Content starts

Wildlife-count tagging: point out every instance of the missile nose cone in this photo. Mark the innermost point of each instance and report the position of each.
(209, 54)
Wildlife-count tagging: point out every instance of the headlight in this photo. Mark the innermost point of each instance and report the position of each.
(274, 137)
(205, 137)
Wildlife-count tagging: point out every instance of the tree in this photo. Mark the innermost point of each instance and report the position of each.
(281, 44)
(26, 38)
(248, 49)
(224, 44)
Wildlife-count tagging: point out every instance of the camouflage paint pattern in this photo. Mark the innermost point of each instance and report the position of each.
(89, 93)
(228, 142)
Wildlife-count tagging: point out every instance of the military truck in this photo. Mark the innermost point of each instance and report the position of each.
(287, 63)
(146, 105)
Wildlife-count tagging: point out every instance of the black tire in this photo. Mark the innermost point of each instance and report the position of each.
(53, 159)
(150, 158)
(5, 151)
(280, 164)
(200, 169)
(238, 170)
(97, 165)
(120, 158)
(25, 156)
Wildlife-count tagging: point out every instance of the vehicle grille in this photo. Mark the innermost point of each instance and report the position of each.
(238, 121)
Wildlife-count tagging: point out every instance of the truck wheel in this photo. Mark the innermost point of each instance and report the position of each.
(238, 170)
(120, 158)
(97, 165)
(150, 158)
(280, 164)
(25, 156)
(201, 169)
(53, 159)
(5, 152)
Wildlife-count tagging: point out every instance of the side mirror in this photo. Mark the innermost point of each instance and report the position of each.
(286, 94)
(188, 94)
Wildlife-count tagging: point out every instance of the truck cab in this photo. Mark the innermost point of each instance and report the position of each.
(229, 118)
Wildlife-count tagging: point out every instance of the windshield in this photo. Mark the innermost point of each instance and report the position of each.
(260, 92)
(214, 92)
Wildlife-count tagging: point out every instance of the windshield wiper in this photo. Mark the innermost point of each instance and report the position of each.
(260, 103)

Content ends

• **Exercise objective**
Could you print the lines of the records above from the one containing "of the camouflage" through the last, exactly and with no additions?

• **Reply to the exercise**
Wildlife-count tagging: point out every instance of the camouflage paint pattern in this photo. Mark the innermost point of each instance and report the position of each.
(89, 93)
(228, 142)
Wildlife-count tagging: point out every instance of the military truck in this photo. Mark the innermost point of each instance and report the position of each.
(287, 63)
(146, 105)
Wildlife-count tagging: point out every instance of the black tire in this photo. Mark the innermost point of each instance and report the position of each.
(53, 159)
(150, 158)
(5, 151)
(280, 164)
(200, 169)
(238, 170)
(97, 165)
(120, 158)
(25, 156)
Wildlife-count tagging: point out every instance of the vehicle grille in this photo. Mark the innermost point of each instance and report the position of each.
(238, 121)
Wildlife-count tagging: point out every instance of the truck wheel in this photo. Mark the innermost point of each instance and report the position of each.
(238, 170)
(120, 158)
(97, 165)
(150, 158)
(280, 164)
(25, 156)
(201, 169)
(53, 159)
(5, 152)
Wildlife-count tagging: point out every instance of the side mirror in this photo. Mark the innermost point of each instance and report the position of each.
(286, 94)
(188, 94)
Wildlife-count tagging: point out every instance of the truck cab in this photo. Mark the innermost point of each instance and report the position of each.
(229, 118)
Wildlife-count tagging: point out every instance of the windshield in this photo. Mark the innermost point of each instance and report the position of each.
(260, 92)
(214, 92)
Wildlife-count tagging: point out every instance of the windshield wiper in this photo. Mark the innermost point of each instance and report the position of each.
(260, 103)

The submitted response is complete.